TEXT BLOCK:

--- start ---

# Accretion driven turbulence in filaments I: Non-gravitational accretion

**Authors:** Stefan Heigl, Andreas Burkert, Matthias Gritschneder

arXiv: 1705.03894 · 2018-08-06

## TL;DR

This study investigates how accretion-driven turbulence influences star-forming filaments, revealing a linear relation between velocity dispersion and inflow velocity, with turbulence providing additional support in filament stability.

## Contribution

It demonstrates that non-gravitational accretion alone can generate turbulence consistent with observations, highlighting its role in filament structure and stability.

--- end ---

STATED PROBLEM 1:
Rescale the records starting at the line containing "Teacher note: indicate the red" and ending after the line containing "point(42, 244)". Reproduce every line in that range, requests included, but multiply each point coordinate by 1.6 and round to a whole number, with halves rounded up.
The text and the records have nothing to do with each other.

INFORMATION GIVEN:
--- start ---

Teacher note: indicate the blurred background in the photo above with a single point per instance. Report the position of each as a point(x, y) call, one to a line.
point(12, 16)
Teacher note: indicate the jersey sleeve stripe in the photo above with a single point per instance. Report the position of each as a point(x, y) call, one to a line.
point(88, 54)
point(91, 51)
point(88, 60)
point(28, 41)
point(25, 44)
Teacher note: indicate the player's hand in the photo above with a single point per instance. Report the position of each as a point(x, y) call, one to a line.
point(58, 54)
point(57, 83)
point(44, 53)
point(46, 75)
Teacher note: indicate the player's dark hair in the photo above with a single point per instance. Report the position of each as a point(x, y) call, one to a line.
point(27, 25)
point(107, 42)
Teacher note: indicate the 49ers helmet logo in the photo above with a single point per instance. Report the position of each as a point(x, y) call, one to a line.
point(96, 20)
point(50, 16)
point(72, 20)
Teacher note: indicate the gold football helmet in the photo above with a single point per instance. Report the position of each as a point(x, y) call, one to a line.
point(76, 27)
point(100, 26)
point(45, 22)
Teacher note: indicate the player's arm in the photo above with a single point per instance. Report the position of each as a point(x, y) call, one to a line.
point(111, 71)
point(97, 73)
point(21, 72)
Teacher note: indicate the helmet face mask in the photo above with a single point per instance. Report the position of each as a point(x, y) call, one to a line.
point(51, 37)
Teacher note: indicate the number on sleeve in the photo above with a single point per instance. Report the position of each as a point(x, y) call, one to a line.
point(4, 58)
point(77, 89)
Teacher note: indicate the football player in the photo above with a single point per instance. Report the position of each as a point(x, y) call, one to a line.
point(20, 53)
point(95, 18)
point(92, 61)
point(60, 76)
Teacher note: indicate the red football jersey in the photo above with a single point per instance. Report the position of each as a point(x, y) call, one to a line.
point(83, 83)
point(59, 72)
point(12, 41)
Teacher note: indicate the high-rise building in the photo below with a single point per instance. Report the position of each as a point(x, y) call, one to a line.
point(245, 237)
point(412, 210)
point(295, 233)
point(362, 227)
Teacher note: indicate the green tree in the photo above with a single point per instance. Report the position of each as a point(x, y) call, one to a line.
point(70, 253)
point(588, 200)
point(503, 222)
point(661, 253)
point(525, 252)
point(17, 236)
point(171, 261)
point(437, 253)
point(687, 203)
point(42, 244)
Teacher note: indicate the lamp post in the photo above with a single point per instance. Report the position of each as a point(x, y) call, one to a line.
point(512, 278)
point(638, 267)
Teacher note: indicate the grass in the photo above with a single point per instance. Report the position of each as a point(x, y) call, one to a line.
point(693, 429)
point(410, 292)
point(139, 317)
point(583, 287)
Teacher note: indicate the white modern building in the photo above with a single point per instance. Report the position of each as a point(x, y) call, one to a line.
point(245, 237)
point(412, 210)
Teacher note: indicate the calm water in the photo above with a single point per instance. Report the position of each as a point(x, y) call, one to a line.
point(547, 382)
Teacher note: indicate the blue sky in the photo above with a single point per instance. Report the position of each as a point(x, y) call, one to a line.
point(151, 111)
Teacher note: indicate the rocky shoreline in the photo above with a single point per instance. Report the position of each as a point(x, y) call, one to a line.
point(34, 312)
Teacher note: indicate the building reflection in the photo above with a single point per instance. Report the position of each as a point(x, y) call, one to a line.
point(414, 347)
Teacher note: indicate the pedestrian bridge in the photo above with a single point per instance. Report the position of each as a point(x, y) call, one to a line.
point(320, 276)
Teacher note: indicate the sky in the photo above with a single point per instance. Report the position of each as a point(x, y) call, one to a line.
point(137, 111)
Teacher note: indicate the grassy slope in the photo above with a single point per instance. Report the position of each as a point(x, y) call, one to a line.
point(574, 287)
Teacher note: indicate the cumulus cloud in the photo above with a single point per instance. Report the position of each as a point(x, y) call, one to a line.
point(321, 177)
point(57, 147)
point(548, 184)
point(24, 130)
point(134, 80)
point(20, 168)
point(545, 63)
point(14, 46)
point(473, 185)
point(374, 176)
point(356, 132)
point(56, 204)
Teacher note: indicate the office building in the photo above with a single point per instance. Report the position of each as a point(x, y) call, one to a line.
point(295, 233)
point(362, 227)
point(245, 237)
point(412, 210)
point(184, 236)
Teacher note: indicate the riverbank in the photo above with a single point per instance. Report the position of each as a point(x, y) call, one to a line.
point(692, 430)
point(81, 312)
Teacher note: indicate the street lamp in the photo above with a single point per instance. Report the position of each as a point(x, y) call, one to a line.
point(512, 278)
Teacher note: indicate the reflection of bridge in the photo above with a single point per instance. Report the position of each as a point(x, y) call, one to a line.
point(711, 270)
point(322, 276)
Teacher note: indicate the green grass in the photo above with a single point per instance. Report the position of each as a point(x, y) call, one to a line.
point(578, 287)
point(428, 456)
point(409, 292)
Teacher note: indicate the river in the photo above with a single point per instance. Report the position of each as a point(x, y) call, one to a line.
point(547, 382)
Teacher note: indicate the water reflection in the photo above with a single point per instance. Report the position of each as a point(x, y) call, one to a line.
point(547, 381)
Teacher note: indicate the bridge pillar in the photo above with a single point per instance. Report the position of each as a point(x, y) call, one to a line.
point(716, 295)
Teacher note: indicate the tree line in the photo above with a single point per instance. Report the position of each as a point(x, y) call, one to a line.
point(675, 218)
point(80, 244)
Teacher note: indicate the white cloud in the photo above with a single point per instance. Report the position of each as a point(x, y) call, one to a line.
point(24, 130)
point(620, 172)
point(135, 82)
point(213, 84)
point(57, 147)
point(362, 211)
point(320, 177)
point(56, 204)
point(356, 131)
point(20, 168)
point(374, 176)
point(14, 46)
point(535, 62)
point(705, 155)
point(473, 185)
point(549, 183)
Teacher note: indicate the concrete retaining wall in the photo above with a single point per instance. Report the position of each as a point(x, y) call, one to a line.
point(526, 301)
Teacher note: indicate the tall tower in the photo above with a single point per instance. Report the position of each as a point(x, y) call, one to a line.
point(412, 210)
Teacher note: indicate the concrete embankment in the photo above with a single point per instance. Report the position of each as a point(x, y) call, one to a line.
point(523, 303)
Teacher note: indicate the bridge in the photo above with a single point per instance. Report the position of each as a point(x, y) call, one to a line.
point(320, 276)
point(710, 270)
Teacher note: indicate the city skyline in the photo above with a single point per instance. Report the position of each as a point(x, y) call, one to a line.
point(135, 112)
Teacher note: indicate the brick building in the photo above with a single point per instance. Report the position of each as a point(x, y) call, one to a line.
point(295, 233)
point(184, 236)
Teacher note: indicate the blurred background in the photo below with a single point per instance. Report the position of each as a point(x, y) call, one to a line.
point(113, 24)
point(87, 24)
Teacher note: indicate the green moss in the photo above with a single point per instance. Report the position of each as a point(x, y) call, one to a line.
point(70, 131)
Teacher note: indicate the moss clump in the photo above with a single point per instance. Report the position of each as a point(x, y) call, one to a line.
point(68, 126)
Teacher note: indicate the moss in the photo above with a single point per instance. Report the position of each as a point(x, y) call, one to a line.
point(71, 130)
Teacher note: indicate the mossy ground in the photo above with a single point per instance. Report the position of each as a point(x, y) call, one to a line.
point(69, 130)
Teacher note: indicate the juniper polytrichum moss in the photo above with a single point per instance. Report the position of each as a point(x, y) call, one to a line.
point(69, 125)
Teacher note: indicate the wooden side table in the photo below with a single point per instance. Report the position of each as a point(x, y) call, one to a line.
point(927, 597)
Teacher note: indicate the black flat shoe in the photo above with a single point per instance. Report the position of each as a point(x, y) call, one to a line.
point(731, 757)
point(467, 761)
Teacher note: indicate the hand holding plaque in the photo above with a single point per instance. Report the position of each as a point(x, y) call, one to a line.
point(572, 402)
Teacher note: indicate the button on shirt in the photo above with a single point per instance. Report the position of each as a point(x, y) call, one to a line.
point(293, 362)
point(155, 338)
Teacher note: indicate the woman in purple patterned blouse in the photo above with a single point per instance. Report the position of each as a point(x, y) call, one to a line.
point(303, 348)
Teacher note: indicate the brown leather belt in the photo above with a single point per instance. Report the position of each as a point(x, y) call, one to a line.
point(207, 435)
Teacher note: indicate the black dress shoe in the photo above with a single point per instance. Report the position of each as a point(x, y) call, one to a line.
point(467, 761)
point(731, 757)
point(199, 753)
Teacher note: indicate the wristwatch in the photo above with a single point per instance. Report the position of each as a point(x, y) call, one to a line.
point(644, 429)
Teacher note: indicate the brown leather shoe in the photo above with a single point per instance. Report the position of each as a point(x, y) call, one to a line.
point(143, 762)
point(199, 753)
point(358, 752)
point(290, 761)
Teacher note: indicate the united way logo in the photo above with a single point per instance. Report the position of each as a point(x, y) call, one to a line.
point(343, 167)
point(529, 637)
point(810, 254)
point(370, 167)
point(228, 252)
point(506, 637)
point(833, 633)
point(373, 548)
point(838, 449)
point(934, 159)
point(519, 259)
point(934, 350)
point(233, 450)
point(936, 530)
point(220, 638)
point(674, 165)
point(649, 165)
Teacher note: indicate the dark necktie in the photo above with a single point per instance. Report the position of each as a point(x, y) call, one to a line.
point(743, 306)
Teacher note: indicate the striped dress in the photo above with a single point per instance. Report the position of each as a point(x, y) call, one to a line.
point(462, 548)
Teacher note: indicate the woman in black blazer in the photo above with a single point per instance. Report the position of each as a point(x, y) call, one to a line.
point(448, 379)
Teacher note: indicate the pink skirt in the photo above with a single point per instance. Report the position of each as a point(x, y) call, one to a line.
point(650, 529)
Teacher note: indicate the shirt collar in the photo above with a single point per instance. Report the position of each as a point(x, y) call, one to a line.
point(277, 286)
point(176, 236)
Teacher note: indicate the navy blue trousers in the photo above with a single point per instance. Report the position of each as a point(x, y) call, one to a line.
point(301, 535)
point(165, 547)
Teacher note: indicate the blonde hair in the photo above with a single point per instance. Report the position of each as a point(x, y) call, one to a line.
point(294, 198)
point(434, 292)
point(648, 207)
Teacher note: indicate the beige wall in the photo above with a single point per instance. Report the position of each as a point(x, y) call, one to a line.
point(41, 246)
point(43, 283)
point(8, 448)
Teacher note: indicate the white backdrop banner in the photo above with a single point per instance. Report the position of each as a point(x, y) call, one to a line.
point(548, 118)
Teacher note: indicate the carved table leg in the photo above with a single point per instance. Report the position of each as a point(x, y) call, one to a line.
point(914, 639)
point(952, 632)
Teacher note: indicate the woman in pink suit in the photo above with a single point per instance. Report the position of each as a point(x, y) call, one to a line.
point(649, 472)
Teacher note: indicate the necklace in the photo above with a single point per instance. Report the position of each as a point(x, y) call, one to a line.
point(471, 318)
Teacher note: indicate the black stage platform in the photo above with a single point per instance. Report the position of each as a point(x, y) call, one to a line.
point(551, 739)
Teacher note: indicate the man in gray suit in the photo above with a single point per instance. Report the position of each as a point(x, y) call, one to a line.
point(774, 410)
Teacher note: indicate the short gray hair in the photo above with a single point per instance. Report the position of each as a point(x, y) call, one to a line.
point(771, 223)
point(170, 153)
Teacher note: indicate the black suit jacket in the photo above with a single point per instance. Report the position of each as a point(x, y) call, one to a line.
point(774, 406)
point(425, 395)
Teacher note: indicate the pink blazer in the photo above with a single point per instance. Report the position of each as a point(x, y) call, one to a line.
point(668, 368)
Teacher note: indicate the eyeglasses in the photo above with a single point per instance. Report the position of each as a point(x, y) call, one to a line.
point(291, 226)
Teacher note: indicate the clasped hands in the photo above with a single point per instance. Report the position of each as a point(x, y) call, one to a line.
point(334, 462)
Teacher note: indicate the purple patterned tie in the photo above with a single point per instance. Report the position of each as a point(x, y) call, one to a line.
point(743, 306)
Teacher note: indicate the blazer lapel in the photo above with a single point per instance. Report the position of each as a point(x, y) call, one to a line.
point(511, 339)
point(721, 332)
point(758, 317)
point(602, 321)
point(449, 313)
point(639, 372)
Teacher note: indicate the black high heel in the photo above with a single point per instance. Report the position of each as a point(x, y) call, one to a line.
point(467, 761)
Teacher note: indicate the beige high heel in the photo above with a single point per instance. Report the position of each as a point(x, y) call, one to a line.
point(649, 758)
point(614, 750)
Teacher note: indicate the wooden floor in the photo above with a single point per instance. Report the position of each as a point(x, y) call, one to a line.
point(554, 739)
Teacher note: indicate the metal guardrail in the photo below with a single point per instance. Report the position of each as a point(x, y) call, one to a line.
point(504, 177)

--- end ---

STATED PROBLEM 2:
Copy the part of the filament turbulence summary that starts at the words "arXiv: 1705.03894 ·" and ends after the words "in filament stability.".

TASK RESULT 1:
Teacher note: indicate the red football jersey in the photo above with a single point per instance. Report the position of each as a point(x, y) call, one to a line.
point(133, 133)
point(94, 115)
point(19, 66)
Teacher note: indicate the high-rise building in the photo below with a single point per instance. Report the position of each as a point(x, y) call, one to a line.
point(392, 379)
point(659, 336)
point(472, 373)
point(579, 363)
Teacher note: indicate the green tree in the photo above with a single point per instance. Report the position of each as a point(x, y) call, one to a line.
point(112, 405)
point(941, 320)
point(805, 355)
point(1058, 405)
point(840, 403)
point(27, 378)
point(274, 418)
point(699, 405)
point(1099, 325)
point(67, 390)

TASK RESULT 2:
arXiv: 1705.03894 · 2018-08-06

## TL;DR

This study investigates how accretion-driven turbulence influences star-forming filaments, revealing a linear relation between velocity dispersion and inflow velocity, with turbulence providing additional support in filament stability.